:: Task instructions ::
Identify every line below that contains the string "exterior", and copy each one. Matching is case-sensitive.
BEGIN Data to use
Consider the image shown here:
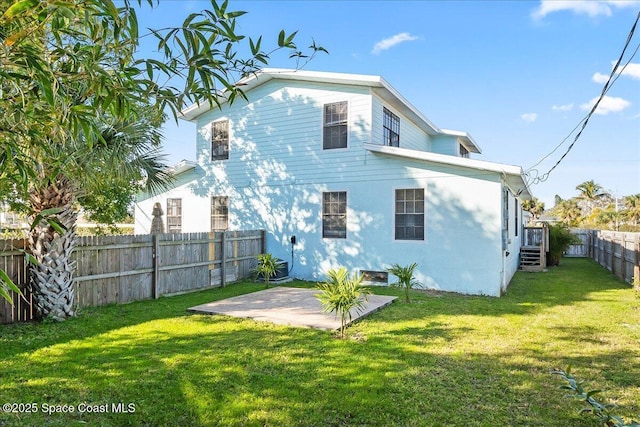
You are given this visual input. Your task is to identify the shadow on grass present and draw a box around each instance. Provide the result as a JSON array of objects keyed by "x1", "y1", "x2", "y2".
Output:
[{"x1": 0, "y1": 260, "x2": 640, "y2": 426}]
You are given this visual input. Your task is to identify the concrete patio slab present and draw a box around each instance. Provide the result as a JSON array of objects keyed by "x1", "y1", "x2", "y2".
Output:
[{"x1": 188, "y1": 286, "x2": 397, "y2": 330}]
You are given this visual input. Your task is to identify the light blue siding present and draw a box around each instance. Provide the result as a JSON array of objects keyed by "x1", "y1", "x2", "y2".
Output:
[
  {"x1": 431, "y1": 135, "x2": 460, "y2": 156},
  {"x1": 136, "y1": 80, "x2": 519, "y2": 295},
  {"x1": 371, "y1": 95, "x2": 431, "y2": 151}
]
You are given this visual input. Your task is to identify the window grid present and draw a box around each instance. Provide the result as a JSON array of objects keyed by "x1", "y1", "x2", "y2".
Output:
[
  {"x1": 322, "y1": 191, "x2": 347, "y2": 239},
  {"x1": 382, "y1": 107, "x2": 400, "y2": 147},
  {"x1": 211, "y1": 120, "x2": 229, "y2": 160},
  {"x1": 395, "y1": 188, "x2": 424, "y2": 240},
  {"x1": 322, "y1": 101, "x2": 348, "y2": 150},
  {"x1": 167, "y1": 199, "x2": 182, "y2": 233},
  {"x1": 211, "y1": 196, "x2": 229, "y2": 231}
]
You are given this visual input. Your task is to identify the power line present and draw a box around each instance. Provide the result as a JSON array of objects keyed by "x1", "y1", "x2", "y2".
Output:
[{"x1": 525, "y1": 12, "x2": 640, "y2": 185}]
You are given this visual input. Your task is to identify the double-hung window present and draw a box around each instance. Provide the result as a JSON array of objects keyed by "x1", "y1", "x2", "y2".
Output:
[
  {"x1": 167, "y1": 199, "x2": 182, "y2": 233},
  {"x1": 322, "y1": 101, "x2": 348, "y2": 150},
  {"x1": 211, "y1": 120, "x2": 229, "y2": 160},
  {"x1": 382, "y1": 107, "x2": 400, "y2": 147},
  {"x1": 395, "y1": 188, "x2": 424, "y2": 240},
  {"x1": 322, "y1": 191, "x2": 347, "y2": 239},
  {"x1": 211, "y1": 196, "x2": 229, "y2": 231}
]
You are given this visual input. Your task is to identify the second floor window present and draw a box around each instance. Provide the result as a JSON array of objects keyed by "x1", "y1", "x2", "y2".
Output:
[
  {"x1": 382, "y1": 108, "x2": 400, "y2": 147},
  {"x1": 211, "y1": 196, "x2": 229, "y2": 231},
  {"x1": 322, "y1": 191, "x2": 347, "y2": 239},
  {"x1": 167, "y1": 199, "x2": 182, "y2": 233},
  {"x1": 322, "y1": 101, "x2": 348, "y2": 150},
  {"x1": 211, "y1": 120, "x2": 229, "y2": 160},
  {"x1": 396, "y1": 188, "x2": 424, "y2": 240}
]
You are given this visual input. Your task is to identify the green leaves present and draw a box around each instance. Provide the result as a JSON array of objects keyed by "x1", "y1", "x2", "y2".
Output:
[
  {"x1": 387, "y1": 262, "x2": 422, "y2": 302},
  {"x1": 0, "y1": 270, "x2": 23, "y2": 304},
  {"x1": 551, "y1": 367, "x2": 640, "y2": 427},
  {"x1": 255, "y1": 253, "x2": 280, "y2": 288}
]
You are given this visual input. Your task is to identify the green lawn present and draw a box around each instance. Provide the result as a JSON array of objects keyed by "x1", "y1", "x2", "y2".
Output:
[{"x1": 0, "y1": 259, "x2": 640, "y2": 427}]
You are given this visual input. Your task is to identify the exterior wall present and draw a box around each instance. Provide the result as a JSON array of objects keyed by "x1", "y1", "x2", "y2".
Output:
[
  {"x1": 431, "y1": 135, "x2": 460, "y2": 157},
  {"x1": 371, "y1": 95, "x2": 431, "y2": 151},
  {"x1": 501, "y1": 191, "x2": 525, "y2": 291},
  {"x1": 136, "y1": 80, "x2": 517, "y2": 296}
]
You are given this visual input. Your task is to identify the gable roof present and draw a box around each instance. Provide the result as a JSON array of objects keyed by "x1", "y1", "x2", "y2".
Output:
[{"x1": 181, "y1": 68, "x2": 482, "y2": 153}]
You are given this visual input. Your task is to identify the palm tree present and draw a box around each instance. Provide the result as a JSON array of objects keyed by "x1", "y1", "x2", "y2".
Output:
[
  {"x1": 624, "y1": 194, "x2": 640, "y2": 225},
  {"x1": 316, "y1": 267, "x2": 371, "y2": 338},
  {"x1": 576, "y1": 180, "x2": 611, "y2": 216},
  {"x1": 522, "y1": 197, "x2": 544, "y2": 221},
  {"x1": 553, "y1": 198, "x2": 582, "y2": 227}
]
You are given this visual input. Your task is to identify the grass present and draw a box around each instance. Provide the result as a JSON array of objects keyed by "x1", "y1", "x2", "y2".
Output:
[{"x1": 0, "y1": 259, "x2": 640, "y2": 426}]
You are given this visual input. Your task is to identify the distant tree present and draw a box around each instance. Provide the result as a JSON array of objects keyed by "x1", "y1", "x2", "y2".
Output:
[
  {"x1": 624, "y1": 194, "x2": 640, "y2": 226},
  {"x1": 522, "y1": 197, "x2": 544, "y2": 221}
]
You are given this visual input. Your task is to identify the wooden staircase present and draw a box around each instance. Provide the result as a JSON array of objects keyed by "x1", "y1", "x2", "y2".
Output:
[{"x1": 520, "y1": 227, "x2": 549, "y2": 271}]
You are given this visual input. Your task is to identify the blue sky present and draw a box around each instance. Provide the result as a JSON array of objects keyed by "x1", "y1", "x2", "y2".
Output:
[{"x1": 139, "y1": 0, "x2": 640, "y2": 208}]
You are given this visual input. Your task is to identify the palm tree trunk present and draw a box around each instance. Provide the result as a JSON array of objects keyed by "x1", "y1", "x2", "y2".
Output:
[{"x1": 29, "y1": 176, "x2": 78, "y2": 320}]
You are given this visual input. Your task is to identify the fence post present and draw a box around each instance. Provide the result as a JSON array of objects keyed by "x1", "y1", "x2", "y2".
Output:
[
  {"x1": 633, "y1": 234, "x2": 640, "y2": 283},
  {"x1": 220, "y1": 231, "x2": 227, "y2": 288},
  {"x1": 151, "y1": 234, "x2": 160, "y2": 299}
]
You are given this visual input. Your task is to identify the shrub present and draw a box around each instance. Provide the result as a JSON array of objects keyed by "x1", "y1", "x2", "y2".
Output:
[
  {"x1": 317, "y1": 267, "x2": 371, "y2": 338},
  {"x1": 387, "y1": 262, "x2": 422, "y2": 302},
  {"x1": 255, "y1": 253, "x2": 280, "y2": 288},
  {"x1": 547, "y1": 224, "x2": 582, "y2": 266}
]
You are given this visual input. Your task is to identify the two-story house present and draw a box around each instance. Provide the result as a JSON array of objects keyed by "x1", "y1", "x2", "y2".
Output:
[{"x1": 135, "y1": 69, "x2": 531, "y2": 296}]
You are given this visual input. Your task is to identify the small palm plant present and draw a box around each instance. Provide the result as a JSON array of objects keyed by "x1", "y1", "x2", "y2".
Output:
[
  {"x1": 255, "y1": 253, "x2": 280, "y2": 288},
  {"x1": 317, "y1": 267, "x2": 371, "y2": 338},
  {"x1": 387, "y1": 262, "x2": 422, "y2": 302}
]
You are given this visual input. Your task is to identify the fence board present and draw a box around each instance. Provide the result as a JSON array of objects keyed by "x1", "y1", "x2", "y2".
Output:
END Data to use
:: Solution to this problem ::
You are given this visual input. Your task is to identify the exterior wall present and draw a box around each instance. Provide the result as a JSON array of objects keyed by "x1", "y1", "x2", "y2".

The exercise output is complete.